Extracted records
========================================================================
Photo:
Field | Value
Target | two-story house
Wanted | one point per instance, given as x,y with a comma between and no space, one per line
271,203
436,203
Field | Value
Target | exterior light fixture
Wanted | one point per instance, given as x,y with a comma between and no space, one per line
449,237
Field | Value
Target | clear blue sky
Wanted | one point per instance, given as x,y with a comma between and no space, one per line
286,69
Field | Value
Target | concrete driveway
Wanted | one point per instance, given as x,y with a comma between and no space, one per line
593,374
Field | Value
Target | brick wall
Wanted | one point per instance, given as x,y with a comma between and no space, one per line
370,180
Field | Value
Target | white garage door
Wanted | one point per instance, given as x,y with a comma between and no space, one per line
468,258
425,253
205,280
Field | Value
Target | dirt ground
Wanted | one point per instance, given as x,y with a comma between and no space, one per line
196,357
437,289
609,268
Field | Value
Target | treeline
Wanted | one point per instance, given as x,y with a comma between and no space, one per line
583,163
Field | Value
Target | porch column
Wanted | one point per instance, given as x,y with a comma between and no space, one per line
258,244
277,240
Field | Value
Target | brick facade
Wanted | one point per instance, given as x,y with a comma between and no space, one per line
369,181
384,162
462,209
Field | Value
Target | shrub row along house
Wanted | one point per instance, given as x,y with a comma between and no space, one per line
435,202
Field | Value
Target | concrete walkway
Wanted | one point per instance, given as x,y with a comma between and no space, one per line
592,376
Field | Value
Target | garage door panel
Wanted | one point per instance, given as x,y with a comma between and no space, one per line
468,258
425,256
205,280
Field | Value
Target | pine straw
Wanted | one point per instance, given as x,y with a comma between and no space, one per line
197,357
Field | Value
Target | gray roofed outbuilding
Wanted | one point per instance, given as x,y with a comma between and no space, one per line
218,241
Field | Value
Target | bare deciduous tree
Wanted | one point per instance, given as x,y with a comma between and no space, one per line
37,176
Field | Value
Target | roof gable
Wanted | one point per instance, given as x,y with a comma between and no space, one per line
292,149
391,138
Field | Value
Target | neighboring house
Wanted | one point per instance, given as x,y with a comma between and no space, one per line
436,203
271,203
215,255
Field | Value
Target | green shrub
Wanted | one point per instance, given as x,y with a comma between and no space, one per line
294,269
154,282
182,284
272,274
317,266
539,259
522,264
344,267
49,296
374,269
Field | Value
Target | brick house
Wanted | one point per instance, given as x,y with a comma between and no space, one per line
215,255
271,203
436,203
========================================================================
* [WHAT THE TASK ASKS] Transcribe each entry above exactly as it reads.

* [RESULT]
Photo:
Field | Value
Target | two-story house
Wanted | one point per instance, given as x,y with a comma between and no space, one per line
271,203
436,203
Field | Value
Target | exterior light fixture
Wanted | one point per instance, given as x,y with a comma between and no space, one per line
449,237
Field | Value
Target | clear blue sky
Wanted | one point per instance, given as x,y with a comma between and no space, one per line
286,69
Field | Value
Target | concrete driveway
Wanted | one point per instance, given as x,y with a comma between and no space, one per line
593,374
Field | Value
Target | brick wall
Wanted | one point per instance, given as x,y with a comma between and no space, one per line
370,180
Field | Value
Target | white garage door
Wanted | one point per instance, given as x,y with a comma between and no space, one per line
468,258
425,253
205,280
Field | Value
Target | dirt ground
Wanted | one point per instance, given as x,y with a comma between and no space, one per line
196,357
437,289
609,268
Field | Value
Target | treeline
Wanted | one point per instance, given as x,y with a comma between and no space, one per line
583,163
Field | Value
Target | porch column
Wanted | one point per instance, given as x,y with a comma between and no space, one per line
258,244
277,240
Field | Value
Target | brick facade
Wanted | one point per instance, given as x,y with a comma between and no space, one per line
369,181
384,162
462,209
Field | Value
Target | shrub row along house
Wanted | one point per instance, given as x,y with a comma between and no space, one per line
435,202
Field | Value
Target | concrete walkway
Wanted | one point per instance, given as x,y with a comma between and no space, one per line
592,376
Field | Value
Target | garage door panel
Wanted | one point per instance, given as x,y with a comma between and no space, one per line
468,258
425,256
205,280
Field | Value
Target | pine straw
Wanted | one point per instance, given as x,y with a comma between and no space, one per line
197,357
Field | Value
Target | gray roofed outbuilding
Wanted | one point per instance, given as x,y with a comma between and no space, one per line
218,241
Field | Value
Target | bare deciduous tree
Wanted | one point per instance, given as x,y with a comma between and no space, one per line
37,176
Field | Value
Target | roof gable
Wanted | one point per instance, given as x,y with a comma between and no space, one per line
292,149
391,138
Field | Value
Target | neighboring house
Wanted | one point per instance, given as x,y with a comma between and no space, one per line
436,203
271,203
215,255
Field | Value
Target | green shrub
Wanted | one point per instance, given as x,y with a comma between and no space, one per line
294,269
154,282
182,284
272,274
317,266
539,259
522,264
344,267
49,296
374,269
Field | Value
Target | brick house
Wanted | one point per instance, given as x,y with a comma between and no space, one per line
215,255
271,203
436,203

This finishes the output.